--- DATASET RECORDS ---

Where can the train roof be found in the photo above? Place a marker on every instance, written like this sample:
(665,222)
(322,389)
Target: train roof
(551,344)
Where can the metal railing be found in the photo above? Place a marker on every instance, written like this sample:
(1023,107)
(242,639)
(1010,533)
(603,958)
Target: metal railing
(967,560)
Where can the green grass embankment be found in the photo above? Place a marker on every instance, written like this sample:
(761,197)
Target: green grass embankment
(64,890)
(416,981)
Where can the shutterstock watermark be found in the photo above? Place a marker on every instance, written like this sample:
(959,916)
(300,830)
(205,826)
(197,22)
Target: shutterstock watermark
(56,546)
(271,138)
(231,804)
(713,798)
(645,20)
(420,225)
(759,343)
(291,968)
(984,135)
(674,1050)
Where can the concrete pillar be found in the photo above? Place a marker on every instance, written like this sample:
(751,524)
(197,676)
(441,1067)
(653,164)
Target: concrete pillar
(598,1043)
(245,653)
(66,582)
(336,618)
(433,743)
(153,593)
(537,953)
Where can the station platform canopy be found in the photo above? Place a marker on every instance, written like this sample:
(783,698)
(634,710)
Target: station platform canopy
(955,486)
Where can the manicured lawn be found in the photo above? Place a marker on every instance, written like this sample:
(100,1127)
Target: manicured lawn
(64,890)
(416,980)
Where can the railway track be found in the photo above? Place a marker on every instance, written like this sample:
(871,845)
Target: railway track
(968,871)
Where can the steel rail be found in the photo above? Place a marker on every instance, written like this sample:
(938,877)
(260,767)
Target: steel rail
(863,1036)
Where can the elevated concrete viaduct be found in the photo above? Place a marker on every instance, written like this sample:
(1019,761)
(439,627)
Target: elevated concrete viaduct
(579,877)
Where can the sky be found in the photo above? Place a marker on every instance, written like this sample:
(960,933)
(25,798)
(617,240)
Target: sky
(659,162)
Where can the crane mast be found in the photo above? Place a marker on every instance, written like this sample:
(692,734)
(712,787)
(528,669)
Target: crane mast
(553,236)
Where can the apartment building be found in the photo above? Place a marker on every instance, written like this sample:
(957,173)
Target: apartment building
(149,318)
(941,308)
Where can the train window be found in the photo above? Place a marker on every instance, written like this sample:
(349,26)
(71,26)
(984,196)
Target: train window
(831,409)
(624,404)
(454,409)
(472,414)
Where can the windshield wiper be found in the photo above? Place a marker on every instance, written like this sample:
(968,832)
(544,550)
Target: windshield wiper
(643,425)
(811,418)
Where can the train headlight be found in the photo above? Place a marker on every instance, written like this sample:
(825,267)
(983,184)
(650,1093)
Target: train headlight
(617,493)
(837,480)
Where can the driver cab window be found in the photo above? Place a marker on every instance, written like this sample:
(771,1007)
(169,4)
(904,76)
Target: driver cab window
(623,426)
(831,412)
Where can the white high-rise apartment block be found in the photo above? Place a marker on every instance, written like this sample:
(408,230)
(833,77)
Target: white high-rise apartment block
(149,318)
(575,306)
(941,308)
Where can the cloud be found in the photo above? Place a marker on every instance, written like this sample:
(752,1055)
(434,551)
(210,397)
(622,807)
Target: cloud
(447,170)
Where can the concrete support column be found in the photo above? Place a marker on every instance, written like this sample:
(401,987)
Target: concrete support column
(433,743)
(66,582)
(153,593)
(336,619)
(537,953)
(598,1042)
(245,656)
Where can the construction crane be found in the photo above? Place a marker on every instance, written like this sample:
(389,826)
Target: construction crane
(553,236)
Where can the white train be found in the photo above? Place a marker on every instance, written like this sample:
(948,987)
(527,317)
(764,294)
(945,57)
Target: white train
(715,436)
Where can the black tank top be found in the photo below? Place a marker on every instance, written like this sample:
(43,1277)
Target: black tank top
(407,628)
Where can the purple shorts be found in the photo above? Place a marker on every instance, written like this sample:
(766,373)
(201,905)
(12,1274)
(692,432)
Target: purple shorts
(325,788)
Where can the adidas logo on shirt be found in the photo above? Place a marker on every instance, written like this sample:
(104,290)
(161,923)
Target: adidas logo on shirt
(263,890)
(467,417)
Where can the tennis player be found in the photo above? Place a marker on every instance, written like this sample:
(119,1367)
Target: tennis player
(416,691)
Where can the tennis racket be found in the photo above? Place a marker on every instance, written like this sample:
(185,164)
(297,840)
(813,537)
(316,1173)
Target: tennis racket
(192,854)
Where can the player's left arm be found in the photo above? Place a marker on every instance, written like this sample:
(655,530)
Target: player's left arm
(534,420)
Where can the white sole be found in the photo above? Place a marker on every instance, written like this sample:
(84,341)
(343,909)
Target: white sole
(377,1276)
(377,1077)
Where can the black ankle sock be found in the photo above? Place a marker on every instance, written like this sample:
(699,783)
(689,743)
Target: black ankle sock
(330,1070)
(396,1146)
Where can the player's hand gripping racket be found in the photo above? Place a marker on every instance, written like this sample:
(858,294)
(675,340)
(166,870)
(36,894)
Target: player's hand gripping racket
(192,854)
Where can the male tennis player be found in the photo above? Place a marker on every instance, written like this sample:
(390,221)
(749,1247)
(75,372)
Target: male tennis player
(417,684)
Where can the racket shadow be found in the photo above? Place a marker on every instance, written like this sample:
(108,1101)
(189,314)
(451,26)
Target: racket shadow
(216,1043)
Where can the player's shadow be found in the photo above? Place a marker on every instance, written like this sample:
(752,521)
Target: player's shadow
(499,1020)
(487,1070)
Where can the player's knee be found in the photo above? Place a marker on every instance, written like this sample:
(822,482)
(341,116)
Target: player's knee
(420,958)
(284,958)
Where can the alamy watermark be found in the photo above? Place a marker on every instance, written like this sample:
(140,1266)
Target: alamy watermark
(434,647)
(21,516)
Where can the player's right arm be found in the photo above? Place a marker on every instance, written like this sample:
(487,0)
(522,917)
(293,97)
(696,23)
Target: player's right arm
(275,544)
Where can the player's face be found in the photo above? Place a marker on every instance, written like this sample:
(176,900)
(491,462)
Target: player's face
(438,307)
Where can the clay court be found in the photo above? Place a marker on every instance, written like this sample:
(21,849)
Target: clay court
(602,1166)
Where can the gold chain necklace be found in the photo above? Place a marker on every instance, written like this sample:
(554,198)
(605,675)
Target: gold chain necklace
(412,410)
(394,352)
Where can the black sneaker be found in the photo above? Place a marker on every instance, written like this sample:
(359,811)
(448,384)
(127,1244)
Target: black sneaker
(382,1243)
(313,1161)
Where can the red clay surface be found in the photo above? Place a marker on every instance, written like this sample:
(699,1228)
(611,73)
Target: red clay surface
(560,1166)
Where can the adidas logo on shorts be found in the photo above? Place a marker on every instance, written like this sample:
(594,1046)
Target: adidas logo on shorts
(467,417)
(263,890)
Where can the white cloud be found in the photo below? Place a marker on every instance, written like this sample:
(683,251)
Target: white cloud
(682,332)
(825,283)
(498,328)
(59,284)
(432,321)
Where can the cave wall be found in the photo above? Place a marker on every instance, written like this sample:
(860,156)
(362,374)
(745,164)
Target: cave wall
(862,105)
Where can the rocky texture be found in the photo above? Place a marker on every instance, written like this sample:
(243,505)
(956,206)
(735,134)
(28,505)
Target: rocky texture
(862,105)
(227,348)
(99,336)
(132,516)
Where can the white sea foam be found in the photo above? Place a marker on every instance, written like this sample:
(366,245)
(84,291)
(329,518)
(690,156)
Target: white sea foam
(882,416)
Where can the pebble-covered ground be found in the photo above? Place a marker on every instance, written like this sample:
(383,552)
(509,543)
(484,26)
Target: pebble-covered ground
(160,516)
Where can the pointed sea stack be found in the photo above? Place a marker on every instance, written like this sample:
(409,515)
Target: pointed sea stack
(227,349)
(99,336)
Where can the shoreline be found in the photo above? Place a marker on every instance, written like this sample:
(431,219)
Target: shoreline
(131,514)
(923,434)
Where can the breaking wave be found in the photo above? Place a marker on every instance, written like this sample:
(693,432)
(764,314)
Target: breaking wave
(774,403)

---

## [WHAT YOU ARE ASKED TO DO]
Of the entries above, repeat exactly the lines between the line with "Where can the cave" and the line with "Where can the rocky", inclusive, and no others.

## [TASK OUTPUT]
Where can the cave wall be found in the photo above? Place a marker on every instance, written like this sample:
(860,156)
(362,374)
(745,164)
Target: cave wall
(862,105)
Where can the rocky texture be found in the photo above? Place a marker on every instance, written like this sample:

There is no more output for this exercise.